- _What the task asks_:
Would you reproduce each line below exactly, leaving every picture out?

- _Working data_:
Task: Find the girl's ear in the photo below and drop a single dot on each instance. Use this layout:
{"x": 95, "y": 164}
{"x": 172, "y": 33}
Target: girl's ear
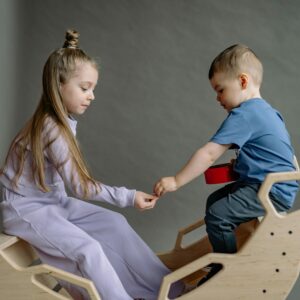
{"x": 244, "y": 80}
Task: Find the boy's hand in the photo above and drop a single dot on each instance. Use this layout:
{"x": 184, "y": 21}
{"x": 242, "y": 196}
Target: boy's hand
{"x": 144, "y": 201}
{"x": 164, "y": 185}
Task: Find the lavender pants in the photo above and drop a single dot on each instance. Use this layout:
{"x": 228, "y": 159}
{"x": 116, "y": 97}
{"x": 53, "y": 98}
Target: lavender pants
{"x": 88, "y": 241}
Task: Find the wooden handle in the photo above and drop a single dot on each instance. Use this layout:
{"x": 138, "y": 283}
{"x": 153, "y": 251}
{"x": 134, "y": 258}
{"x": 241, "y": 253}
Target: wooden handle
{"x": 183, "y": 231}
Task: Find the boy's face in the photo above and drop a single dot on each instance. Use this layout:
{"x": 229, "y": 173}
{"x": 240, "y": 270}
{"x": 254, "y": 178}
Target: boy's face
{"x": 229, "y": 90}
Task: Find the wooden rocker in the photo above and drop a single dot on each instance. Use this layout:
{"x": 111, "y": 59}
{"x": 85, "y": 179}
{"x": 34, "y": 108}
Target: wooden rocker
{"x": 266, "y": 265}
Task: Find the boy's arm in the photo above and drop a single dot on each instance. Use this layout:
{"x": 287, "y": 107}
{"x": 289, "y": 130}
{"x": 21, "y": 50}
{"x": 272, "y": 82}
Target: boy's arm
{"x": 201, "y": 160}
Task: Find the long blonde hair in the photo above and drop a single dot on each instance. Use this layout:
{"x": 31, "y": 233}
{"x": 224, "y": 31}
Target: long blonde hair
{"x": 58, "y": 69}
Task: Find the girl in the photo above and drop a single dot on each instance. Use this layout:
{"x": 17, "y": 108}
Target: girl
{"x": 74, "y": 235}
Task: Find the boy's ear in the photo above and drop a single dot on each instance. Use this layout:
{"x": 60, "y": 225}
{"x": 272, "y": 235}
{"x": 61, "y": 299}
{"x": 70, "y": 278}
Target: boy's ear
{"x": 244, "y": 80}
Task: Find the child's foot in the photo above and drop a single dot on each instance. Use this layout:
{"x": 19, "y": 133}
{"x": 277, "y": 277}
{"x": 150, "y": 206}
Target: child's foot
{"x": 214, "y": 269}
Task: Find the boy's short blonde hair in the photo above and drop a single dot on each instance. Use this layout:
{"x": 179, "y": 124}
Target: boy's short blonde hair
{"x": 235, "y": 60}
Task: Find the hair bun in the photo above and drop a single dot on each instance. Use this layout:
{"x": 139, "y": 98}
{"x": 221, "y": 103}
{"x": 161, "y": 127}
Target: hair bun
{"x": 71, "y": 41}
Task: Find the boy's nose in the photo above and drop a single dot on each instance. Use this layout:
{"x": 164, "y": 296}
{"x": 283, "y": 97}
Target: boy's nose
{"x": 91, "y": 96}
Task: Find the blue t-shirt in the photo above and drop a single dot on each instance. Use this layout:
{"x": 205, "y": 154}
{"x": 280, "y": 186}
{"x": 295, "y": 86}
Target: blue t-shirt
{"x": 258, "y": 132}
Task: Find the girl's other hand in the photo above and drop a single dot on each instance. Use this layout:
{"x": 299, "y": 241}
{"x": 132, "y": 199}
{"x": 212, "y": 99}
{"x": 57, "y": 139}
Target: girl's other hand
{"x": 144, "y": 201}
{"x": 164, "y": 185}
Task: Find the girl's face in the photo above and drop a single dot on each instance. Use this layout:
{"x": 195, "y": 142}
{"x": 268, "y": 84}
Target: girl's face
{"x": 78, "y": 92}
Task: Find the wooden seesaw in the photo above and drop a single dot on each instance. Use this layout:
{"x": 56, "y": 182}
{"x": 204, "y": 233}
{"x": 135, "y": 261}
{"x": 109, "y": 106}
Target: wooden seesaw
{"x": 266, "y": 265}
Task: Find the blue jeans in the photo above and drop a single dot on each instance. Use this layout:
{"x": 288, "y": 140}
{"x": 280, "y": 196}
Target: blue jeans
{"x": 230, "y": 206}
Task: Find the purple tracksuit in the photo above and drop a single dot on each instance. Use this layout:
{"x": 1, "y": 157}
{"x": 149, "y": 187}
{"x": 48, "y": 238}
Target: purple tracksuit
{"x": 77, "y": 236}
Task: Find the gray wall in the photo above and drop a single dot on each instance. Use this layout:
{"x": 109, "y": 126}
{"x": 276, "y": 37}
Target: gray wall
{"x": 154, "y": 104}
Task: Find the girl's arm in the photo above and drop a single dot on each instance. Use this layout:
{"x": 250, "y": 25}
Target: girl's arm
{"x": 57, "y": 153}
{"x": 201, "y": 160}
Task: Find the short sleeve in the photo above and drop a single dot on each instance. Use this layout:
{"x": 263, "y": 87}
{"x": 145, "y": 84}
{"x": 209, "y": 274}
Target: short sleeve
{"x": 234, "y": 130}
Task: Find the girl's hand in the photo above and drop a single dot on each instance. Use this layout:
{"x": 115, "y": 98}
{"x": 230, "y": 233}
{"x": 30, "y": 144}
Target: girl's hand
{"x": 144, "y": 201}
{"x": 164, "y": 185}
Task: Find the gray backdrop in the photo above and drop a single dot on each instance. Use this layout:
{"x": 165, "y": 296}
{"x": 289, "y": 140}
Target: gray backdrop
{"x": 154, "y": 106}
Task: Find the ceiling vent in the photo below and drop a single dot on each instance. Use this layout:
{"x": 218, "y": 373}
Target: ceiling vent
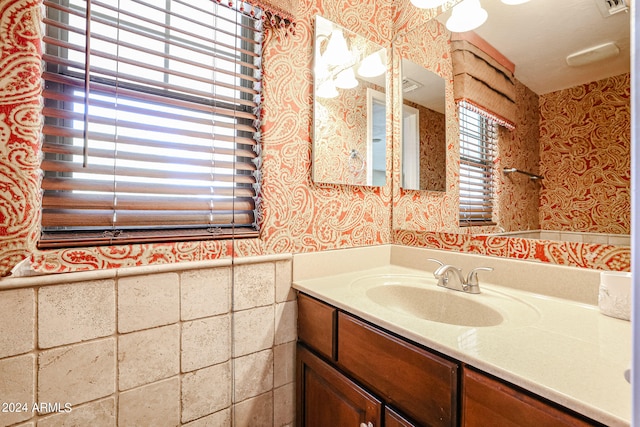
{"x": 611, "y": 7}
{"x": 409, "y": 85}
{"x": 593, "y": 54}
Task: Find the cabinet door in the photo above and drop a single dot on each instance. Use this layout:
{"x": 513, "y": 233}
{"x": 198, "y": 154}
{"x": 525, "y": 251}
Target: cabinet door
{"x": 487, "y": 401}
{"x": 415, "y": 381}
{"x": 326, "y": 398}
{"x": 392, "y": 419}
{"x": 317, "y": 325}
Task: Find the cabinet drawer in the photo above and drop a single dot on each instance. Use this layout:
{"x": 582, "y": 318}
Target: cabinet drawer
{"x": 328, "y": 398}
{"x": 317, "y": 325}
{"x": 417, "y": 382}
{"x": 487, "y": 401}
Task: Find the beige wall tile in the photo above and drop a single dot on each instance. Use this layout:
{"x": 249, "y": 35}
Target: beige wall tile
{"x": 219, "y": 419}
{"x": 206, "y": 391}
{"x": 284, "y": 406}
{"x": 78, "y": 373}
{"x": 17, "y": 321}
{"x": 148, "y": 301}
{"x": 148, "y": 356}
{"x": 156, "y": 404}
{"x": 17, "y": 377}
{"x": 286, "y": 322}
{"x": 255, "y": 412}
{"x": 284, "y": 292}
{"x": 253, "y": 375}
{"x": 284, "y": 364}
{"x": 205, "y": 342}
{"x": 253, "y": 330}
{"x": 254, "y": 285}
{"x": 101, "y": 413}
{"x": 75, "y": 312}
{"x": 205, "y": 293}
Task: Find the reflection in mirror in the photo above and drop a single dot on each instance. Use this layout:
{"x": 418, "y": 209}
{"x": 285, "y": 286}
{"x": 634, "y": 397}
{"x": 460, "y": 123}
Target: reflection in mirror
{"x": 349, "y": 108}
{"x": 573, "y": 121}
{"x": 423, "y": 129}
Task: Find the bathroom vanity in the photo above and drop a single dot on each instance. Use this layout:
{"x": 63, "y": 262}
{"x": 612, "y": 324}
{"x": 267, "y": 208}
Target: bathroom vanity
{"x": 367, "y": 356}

- _Reply to the exercise_:
Task: Find the girl's ear in the photo below and drop a single dot on each instance. Use this layout:
{"x": 95, "y": 164}
{"x": 172, "y": 33}
Target: girl's ear
{"x": 244, "y": 80}
Task: Find the boy's hand in the photo above and drop a single dot on each instance. Use this layout:
{"x": 184, "y": 21}
{"x": 242, "y": 196}
Target: boy's hand
{"x": 144, "y": 201}
{"x": 164, "y": 185}
Task: Find the lavender pants in the photo above and drop a single dot on each instance. Use this layout:
{"x": 228, "y": 159}
{"x": 116, "y": 97}
{"x": 53, "y": 98}
Target: lavender pants
{"x": 88, "y": 241}
Task: Find the wooden handle in the photo above and drop a single dot on each instance. Use this layout:
{"x": 138, "y": 283}
{"x": 153, "y": 251}
{"x": 134, "y": 258}
{"x": 241, "y": 253}
Target: wooden handle
{"x": 183, "y": 231}
Task: Find the boy's face in the photo above and drop a single dot on each instance. Use this layout:
{"x": 229, "y": 173}
{"x": 240, "y": 270}
{"x": 254, "y": 178}
Target: boy's face
{"x": 229, "y": 90}
Task: Find the wooden rocker in the photo above and drop a single dot on each instance. Use this layout:
{"x": 111, "y": 59}
{"x": 85, "y": 179}
{"x": 34, "y": 108}
Target: wooden rocker
{"x": 266, "y": 265}
Task: Find the boy's arm in the photo above and drop a single dot on each instance. Use this layout:
{"x": 287, "y": 107}
{"x": 289, "y": 130}
{"x": 21, "y": 50}
{"x": 272, "y": 82}
Target: boy's arm
{"x": 201, "y": 160}
Task: Find the long blonde hair in the photo above and drop a single dot on each instance. Use this layout:
{"x": 31, "y": 233}
{"x": 224, "y": 31}
Target: long blonde hair
{"x": 58, "y": 69}
Task: Find the girl in the photo above and drop a single dot on each instance. Use this layout:
{"x": 17, "y": 108}
Target: girl
{"x": 74, "y": 235}
Task: Find the boy's ear in the photo above and drop a single dot on each instance. Use this layout:
{"x": 60, "y": 225}
{"x": 272, "y": 235}
{"x": 61, "y": 299}
{"x": 70, "y": 278}
Target: boy's ear
{"x": 244, "y": 80}
Task: Find the child's foot in the photo above and drop a single dot on each instance. Use this layout:
{"x": 19, "y": 133}
{"x": 277, "y": 277}
{"x": 150, "y": 206}
Target: child's foot
{"x": 214, "y": 269}
Task: Find the boy's short blonde hair in the photo above and drop a single dot on each instance. Use this layout:
{"x": 179, "y": 124}
Target: boy's short blonde hair
{"x": 235, "y": 60}
Task: Find the hair bun in the photo above and drop a single dot on each instance. Use this layout:
{"x": 139, "y": 98}
{"x": 221, "y": 103}
{"x": 161, "y": 127}
Target: hair bun
{"x": 71, "y": 41}
Task: Find the boy's nose in the photo above and drop a single dot on each instance. Use this layout:
{"x": 164, "y": 296}
{"x": 283, "y": 97}
Target: boy's nose
{"x": 91, "y": 96}
Task: Find the blue t-shirt in the photo above and drop a single dot on each instance. Use this layout:
{"x": 205, "y": 154}
{"x": 280, "y": 186}
{"x": 295, "y": 86}
Target: blue t-shirt
{"x": 258, "y": 132}
Task: Find the girl's other hand in the photo above and drop a single dot on each instance. Use this layout:
{"x": 299, "y": 241}
{"x": 132, "y": 199}
{"x": 212, "y": 99}
{"x": 57, "y": 139}
Target: girl's other hand
{"x": 144, "y": 201}
{"x": 164, "y": 185}
Task: Find the girl's face in the photo above and drop a single dot on each instance. Use this layout:
{"x": 195, "y": 142}
{"x": 268, "y": 84}
Target: girl's face
{"x": 78, "y": 92}
Task: Find the wooden seesaw in the photo above and drop a single dot on each instance. Use this layout:
{"x": 56, "y": 182}
{"x": 204, "y": 233}
{"x": 135, "y": 261}
{"x": 109, "y": 106}
Target: wooden seesaw
{"x": 266, "y": 265}
Task: Find the blue jeans in the photo above and drop a single dot on each instance. Use this layout:
{"x": 288, "y": 140}
{"x": 280, "y": 196}
Target: blue jeans
{"x": 230, "y": 206}
Task: Find the purple tracksuit in the photo above and drop a single dot on each instance. Use this layout:
{"x": 1, "y": 157}
{"x": 149, "y": 187}
{"x": 48, "y": 238}
Target: purple tracksuit
{"x": 77, "y": 236}
Task: Find the gray wall in the photo above and drop a single dot on each instance. Use this layout:
{"x": 109, "y": 126}
{"x": 276, "y": 37}
Target: gray wall
{"x": 154, "y": 104}
Task: Find the girl's arm in the photo above and drop a single dot on each instance. Use this layout:
{"x": 250, "y": 25}
Target: girl's arm
{"x": 57, "y": 153}
{"x": 201, "y": 160}
Task: Find the short sleeve in the photo above and drop a single dot on each instance. Use this layout:
{"x": 263, "y": 87}
{"x": 145, "y": 84}
{"x": 209, "y": 274}
Target: short sleeve
{"x": 234, "y": 130}
Task: Find the girl's hand in the photo above and drop a single dot on each instance. Use this layout:
{"x": 115, "y": 98}
{"x": 230, "y": 233}
{"x": 30, "y": 144}
Target: girl's hand
{"x": 144, "y": 201}
{"x": 164, "y": 185}
Task: Find the gray backdrop in the photo above and drop a single dot on each instance. Use this layout:
{"x": 165, "y": 296}
{"x": 289, "y": 140}
Target: gray backdrop
{"x": 154, "y": 106}
Task: Find the ceiling vent in the photo below and drop a single dot on each instance. Use this layout:
{"x": 218, "y": 373}
Target: ceiling vent
{"x": 611, "y": 7}
{"x": 409, "y": 85}
{"x": 593, "y": 54}
Task: Find the cabinet door in the photo above and drop a single dot on each instance. Use this layout:
{"x": 513, "y": 233}
{"x": 198, "y": 154}
{"x": 525, "y": 251}
Target: cabinet door
{"x": 487, "y": 401}
{"x": 415, "y": 381}
{"x": 326, "y": 398}
{"x": 392, "y": 419}
{"x": 317, "y": 325}
Task: Find the cabinet drawer in the photo above and drop a single dot on each instance. Use this layout:
{"x": 582, "y": 318}
Target: cabinet drawer
{"x": 328, "y": 398}
{"x": 317, "y": 325}
{"x": 417, "y": 382}
{"x": 487, "y": 401}
Task: Find the beige wall tile in the photo above and drop a single dot on each instance. Use this layout:
{"x": 249, "y": 35}
Target: beige wall tile
{"x": 219, "y": 419}
{"x": 206, "y": 391}
{"x": 284, "y": 406}
{"x": 78, "y": 373}
{"x": 17, "y": 321}
{"x": 148, "y": 301}
{"x": 148, "y": 356}
{"x": 156, "y": 404}
{"x": 17, "y": 377}
{"x": 286, "y": 322}
{"x": 255, "y": 412}
{"x": 284, "y": 292}
{"x": 253, "y": 375}
{"x": 284, "y": 364}
{"x": 205, "y": 342}
{"x": 253, "y": 330}
{"x": 254, "y": 285}
{"x": 101, "y": 413}
{"x": 75, "y": 312}
{"x": 205, "y": 293}
Task: Find the reflection in mirror in the photo above and drop a single dot on each instance. Use this layout:
{"x": 418, "y": 209}
{"x": 285, "y": 286}
{"x": 634, "y": 397}
{"x": 460, "y": 123}
Target: reflection in mirror
{"x": 349, "y": 108}
{"x": 573, "y": 121}
{"x": 423, "y": 129}
Task: Find the bathroom vanity in the photo above and drop a single dot on each instance. Use this layout:
{"x": 63, "y": 262}
{"x": 612, "y": 324}
{"x": 267, "y": 208}
Target: bathroom vanity
{"x": 367, "y": 356}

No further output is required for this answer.